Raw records
<<<<

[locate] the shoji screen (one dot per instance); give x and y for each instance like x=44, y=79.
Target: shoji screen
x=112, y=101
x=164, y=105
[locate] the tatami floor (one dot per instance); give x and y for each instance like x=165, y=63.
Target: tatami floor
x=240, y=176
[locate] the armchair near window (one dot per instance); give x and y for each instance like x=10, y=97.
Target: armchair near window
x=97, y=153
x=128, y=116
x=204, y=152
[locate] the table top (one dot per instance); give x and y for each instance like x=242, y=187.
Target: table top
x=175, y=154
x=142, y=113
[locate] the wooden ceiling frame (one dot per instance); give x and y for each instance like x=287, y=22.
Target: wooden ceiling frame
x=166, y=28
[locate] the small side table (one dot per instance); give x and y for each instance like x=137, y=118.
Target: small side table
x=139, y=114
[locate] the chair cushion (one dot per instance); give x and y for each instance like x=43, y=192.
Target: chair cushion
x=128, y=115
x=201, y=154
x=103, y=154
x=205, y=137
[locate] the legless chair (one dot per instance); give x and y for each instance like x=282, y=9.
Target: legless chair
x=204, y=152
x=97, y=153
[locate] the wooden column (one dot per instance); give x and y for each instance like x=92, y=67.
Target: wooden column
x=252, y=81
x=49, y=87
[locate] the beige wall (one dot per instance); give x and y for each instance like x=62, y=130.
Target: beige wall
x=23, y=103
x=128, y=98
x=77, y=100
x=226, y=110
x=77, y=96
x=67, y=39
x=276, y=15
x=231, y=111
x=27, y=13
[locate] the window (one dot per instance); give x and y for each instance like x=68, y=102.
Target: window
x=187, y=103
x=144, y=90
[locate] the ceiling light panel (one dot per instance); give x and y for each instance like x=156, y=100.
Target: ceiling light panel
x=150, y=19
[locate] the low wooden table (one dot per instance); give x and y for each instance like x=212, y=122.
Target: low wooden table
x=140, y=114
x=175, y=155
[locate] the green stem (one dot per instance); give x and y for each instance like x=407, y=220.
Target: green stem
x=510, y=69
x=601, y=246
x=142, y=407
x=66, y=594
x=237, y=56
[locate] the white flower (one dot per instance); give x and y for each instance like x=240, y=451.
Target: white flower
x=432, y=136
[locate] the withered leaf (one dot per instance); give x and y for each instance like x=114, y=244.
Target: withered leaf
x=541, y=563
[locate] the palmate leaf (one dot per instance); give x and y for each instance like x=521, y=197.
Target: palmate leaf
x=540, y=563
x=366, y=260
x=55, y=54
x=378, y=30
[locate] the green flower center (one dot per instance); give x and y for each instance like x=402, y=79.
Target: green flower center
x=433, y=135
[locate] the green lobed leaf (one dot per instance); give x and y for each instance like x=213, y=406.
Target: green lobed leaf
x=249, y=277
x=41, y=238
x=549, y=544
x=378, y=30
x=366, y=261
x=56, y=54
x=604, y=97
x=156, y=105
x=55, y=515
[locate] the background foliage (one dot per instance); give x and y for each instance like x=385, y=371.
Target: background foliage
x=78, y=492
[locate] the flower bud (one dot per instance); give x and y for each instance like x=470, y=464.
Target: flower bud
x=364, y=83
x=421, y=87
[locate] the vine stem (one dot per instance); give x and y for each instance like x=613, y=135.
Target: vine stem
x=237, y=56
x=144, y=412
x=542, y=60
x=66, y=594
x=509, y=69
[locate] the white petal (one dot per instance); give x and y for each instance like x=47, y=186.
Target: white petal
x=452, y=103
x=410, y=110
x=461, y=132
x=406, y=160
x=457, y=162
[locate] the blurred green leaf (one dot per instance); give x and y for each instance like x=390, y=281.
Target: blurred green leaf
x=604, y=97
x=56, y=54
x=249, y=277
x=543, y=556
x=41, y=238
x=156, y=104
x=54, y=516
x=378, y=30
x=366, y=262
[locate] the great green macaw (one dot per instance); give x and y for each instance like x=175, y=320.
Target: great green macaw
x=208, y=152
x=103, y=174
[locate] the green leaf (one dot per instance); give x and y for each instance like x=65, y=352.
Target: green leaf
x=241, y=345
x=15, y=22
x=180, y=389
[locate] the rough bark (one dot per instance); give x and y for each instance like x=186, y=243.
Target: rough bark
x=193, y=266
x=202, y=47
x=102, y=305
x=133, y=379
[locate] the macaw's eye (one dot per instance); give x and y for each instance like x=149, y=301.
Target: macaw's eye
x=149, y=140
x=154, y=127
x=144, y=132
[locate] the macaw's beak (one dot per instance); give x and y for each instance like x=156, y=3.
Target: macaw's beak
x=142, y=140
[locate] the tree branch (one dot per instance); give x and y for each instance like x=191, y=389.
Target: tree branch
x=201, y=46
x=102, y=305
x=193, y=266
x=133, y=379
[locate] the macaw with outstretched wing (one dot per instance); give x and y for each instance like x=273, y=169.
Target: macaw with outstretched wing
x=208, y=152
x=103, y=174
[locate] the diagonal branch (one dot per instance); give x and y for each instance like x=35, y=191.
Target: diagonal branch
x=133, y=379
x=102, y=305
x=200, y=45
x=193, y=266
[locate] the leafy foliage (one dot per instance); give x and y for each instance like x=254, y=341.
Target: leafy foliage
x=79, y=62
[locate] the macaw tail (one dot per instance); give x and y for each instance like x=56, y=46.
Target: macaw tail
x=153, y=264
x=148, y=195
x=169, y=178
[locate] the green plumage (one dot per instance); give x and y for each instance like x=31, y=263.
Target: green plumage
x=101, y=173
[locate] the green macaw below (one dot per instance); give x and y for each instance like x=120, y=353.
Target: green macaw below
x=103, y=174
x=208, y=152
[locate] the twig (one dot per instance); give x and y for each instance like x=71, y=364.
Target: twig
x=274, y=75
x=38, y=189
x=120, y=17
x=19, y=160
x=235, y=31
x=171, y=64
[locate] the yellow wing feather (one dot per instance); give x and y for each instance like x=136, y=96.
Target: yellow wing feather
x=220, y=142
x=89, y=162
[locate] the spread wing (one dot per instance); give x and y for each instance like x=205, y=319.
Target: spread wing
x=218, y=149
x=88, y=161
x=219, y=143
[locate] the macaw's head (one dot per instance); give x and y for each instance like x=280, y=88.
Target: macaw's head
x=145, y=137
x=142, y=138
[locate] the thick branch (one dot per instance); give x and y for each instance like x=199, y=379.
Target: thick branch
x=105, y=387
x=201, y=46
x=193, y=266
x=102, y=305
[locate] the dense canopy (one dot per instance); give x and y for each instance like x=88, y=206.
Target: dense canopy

>>>>

▶ [Given request]
Reproduce every line of the listing, requests included, starting at the line containing "[locate] the macaw tail" and ending at the final line of the listing. Shift each x and y coordinate in the answers upward by 113, and leave the sample coordinates inside the requests as they are.

▶ [Answer to the task]
[locate] the macaw tail (one dot per instance); give x and y for each instance like x=56, y=46.
Target: macaw tail
x=266, y=377
x=261, y=308
x=282, y=291
[locate] the green plumage (one dot per instance); give x and y for each instance like x=31, y=263.
Target: green plumage
x=214, y=286
[locate] the green macaw below (one dot per instance); give x and y for each instance like x=120, y=353.
Target: green macaw below
x=216, y=287
x=321, y=265
[locate] the twig (one dot per instance); give x and y for each instance like x=71, y=364.
Target: twig
x=387, y=188
x=151, y=302
x=233, y=130
x=132, y=273
x=348, y=144
x=284, y=177
[locate] the yellow wing feather (one dot per instance); give x and y for each instance like x=136, y=96.
Target: yellow wing feather
x=333, y=255
x=202, y=275
[locate] the spread wing (one dot per instance); give x and y for each instance like x=205, y=319.
Target: spread wing
x=331, y=262
x=201, y=274
x=332, y=256
[locate] the macaw's head (one dot per instance); give x and y for each instance like x=280, y=88.
Target: macaw's head
x=258, y=250
x=255, y=251
[locate] the thick branch (one dot per instance); give x and y for each instance like x=199, y=379.
Target: thick branch
x=218, y=500
x=314, y=159
x=306, y=379
x=215, y=418
[locate] the dense canopy (one dot per instance); give x and y for each instance like x=88, y=206.
Target: dense canopy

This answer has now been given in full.